■ **Exercise passage**
☆ ☆ ☆ ☆

In my humble opinion there's a big difference between:
directly altering
the genes
vs
splicing two plants together to produce a
hybrid
Splicing the plants together let's nature take the reins and decide
whether or not that combination is going to work and how it will work
out.
Modifying the genetics without fully understanding the full
relationships of that change can far too easily end up being deadly. Quite
possibly in a way that's not noticeably deadly till the long term.
Take
dogs and chocolate as an example. Chocolate is poison to dogs. But it's not an
immediate poison. As a vet described to me, dogs bodies aren't built to get rid
of the toxicity. Over time, as you feed a dog chocolate the toxicity builds
until it reaches a level where it's fatal.
As I understand lead is
similar in humans. You could handle a very small dose of it (potentially).
However, it takes years for the body to dispose of it. So if you get very small
doses that you could otherwise handle in a time frame that your body can not
dispose of the previous amounts - it'll reach a toxicity level that your body
can't handle.

☆ ☆ ☆ ☆

■ **Records from a data collection**

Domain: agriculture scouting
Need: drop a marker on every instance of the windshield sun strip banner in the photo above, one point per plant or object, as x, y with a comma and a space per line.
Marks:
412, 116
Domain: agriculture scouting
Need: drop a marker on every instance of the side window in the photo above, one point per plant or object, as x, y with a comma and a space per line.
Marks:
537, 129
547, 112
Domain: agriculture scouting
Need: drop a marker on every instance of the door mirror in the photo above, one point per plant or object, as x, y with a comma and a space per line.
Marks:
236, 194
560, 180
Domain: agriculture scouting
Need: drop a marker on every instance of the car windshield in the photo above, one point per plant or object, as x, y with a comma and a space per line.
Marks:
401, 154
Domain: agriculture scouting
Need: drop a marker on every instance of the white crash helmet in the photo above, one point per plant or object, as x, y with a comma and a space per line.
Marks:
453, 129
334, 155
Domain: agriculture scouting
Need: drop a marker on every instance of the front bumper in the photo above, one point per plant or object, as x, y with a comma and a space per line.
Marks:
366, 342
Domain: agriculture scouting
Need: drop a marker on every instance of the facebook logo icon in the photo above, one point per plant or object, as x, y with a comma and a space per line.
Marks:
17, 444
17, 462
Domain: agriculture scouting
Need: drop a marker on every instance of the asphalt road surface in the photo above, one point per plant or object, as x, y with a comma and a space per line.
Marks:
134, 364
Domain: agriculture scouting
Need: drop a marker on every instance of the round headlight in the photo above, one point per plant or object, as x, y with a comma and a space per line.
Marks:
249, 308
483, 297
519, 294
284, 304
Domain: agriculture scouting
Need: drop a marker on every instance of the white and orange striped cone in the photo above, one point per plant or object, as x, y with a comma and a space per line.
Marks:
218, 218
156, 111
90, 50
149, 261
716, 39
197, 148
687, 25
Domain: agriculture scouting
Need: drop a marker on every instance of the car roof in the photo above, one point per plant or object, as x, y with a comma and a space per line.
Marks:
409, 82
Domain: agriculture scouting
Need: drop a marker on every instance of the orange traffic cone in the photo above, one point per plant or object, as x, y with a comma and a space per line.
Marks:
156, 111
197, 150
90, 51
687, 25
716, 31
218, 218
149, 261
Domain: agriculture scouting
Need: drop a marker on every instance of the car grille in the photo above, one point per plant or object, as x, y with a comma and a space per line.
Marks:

☆ ☆ ☆ ☆

■ **What to do**
In the genetic modification post, rewrite the paragraph beginning "Take dogs and chocolate as an example" as a short bulleted list, keeping its main facts. These entries have no connection to the genetic modification post.

■ **Task answer**
- Chocolate is poisonous to dogs, but it is not an immediate poison.
- According to a vet, a dog's body is not built to get rid of the toxicity.
- When a dog is fed chocolate over time, the toxicity builds until it reaches a fatal level.